** Supplied material **
+++

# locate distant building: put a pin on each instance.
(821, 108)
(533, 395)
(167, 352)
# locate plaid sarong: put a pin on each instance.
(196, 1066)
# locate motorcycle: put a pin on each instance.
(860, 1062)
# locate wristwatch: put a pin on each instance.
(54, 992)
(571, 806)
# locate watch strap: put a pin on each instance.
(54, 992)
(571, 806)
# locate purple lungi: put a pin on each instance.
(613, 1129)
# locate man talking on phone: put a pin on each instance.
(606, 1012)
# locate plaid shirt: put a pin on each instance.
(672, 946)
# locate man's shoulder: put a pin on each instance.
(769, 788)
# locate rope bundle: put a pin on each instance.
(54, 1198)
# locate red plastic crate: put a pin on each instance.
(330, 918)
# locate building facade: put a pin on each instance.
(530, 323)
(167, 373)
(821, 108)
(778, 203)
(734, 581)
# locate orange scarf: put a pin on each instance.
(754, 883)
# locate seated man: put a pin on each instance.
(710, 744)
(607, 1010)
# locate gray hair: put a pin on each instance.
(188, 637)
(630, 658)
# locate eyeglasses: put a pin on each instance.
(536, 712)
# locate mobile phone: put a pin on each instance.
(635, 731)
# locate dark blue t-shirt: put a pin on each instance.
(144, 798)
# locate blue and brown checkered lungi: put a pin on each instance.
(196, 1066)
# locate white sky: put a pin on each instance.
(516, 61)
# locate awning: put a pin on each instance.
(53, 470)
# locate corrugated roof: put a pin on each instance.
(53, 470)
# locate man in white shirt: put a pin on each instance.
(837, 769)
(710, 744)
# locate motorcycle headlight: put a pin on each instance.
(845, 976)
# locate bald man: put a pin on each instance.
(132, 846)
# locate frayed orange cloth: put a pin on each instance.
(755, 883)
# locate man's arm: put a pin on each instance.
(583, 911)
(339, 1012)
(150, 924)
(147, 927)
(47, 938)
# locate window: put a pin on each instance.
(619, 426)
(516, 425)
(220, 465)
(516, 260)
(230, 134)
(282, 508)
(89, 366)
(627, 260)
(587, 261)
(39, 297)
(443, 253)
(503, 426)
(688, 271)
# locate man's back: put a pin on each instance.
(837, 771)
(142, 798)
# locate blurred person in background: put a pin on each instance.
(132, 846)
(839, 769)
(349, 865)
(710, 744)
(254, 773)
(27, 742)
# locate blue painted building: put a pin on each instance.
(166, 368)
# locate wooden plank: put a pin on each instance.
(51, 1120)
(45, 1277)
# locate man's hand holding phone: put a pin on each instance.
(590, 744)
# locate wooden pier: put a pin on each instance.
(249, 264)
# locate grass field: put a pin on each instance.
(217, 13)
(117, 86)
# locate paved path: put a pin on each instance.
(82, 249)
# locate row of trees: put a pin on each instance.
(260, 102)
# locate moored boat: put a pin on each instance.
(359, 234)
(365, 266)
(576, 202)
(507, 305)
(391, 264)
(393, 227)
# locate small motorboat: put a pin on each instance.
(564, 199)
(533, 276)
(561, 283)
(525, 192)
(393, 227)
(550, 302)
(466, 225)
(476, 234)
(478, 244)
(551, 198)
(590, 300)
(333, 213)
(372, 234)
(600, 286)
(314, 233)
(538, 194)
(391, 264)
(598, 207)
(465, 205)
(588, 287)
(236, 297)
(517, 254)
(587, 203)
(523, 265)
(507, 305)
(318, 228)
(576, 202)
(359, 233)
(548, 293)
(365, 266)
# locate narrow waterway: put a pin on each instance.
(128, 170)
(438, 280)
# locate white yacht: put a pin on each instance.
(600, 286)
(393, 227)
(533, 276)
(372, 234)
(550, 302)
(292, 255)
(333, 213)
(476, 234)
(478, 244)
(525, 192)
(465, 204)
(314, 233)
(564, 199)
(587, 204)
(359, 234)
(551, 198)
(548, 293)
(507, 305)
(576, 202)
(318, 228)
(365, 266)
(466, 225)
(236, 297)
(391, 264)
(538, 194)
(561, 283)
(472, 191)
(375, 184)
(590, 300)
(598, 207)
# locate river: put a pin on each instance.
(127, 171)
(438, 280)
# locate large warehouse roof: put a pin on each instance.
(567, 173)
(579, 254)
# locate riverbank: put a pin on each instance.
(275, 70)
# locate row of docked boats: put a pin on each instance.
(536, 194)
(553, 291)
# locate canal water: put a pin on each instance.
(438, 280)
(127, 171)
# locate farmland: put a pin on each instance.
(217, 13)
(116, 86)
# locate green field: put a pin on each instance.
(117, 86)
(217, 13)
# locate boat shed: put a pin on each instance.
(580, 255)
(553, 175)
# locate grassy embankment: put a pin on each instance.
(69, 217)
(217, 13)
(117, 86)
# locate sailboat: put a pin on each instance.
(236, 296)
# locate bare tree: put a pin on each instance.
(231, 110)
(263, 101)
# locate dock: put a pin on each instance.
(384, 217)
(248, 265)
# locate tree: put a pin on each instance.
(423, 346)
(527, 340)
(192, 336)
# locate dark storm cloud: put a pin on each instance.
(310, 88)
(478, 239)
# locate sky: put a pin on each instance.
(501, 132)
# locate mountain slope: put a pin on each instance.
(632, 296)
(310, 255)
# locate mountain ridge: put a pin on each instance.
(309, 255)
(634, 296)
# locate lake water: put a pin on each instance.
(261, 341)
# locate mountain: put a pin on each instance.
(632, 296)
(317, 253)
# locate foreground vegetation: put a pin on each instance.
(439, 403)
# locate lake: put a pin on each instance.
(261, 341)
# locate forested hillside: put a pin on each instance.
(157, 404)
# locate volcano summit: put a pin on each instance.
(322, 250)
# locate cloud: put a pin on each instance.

+++

Reproduce the listing from the line that contains "# locate riverbank: put" through its last line, including both ends. Shift every pin coordinate by adding 102 to each number, and copy all other lines unchanged.

# locate riverbank: put a pin on each instance.
(377, 172)
# locate row of docked boats: put a pin on each instance.
(638, 296)
(655, 393)
# locate canal water: put a pin on each instance.
(540, 382)
(229, 273)
# locate farmland: put a pin on each instance.
(319, 115)
(218, 188)
# locate green field: put a pin on each instance.
(219, 188)
(319, 115)
# locate boat shed: put a pin on each instance.
(682, 357)
(655, 277)
# locate grassy embankment: put a pin on each instance.
(171, 319)
(319, 115)
(219, 188)
# locate sailboat: put a pin on each instance.
(338, 398)
# locate bare tree: put a pin on each instance.
(333, 212)
(365, 203)
# locate dock: put a pin on each instance.
(486, 319)
(350, 367)
# locate tree: put a pin on each instance.
(525, 448)
(629, 442)
(294, 438)
# locate dark storm cloud: put a pin on each instance.
(412, 190)
(580, 341)
# locate sky: put a pin on each instance.
(603, 234)
# locate mountain slope: put a pin on each instance.
(734, 398)
(412, 357)
# locate mountain ridge: put a pin on each instance.
(411, 357)
(736, 398)
# locate lake water: put a pin on each instance.
(363, 443)
# locate mountain: put a pin on each instance.
(734, 398)
(419, 355)
# locate foreground vegetation: put a pin on each instance.
(541, 505)
# locate lake: put a pin on each instance.
(363, 443)
# locate forested hillside: put a pin on each instance.
(259, 506)
# locate volcano summit: put a pin on each instance.
(424, 352)
# locate cloud: put a pin on each instance.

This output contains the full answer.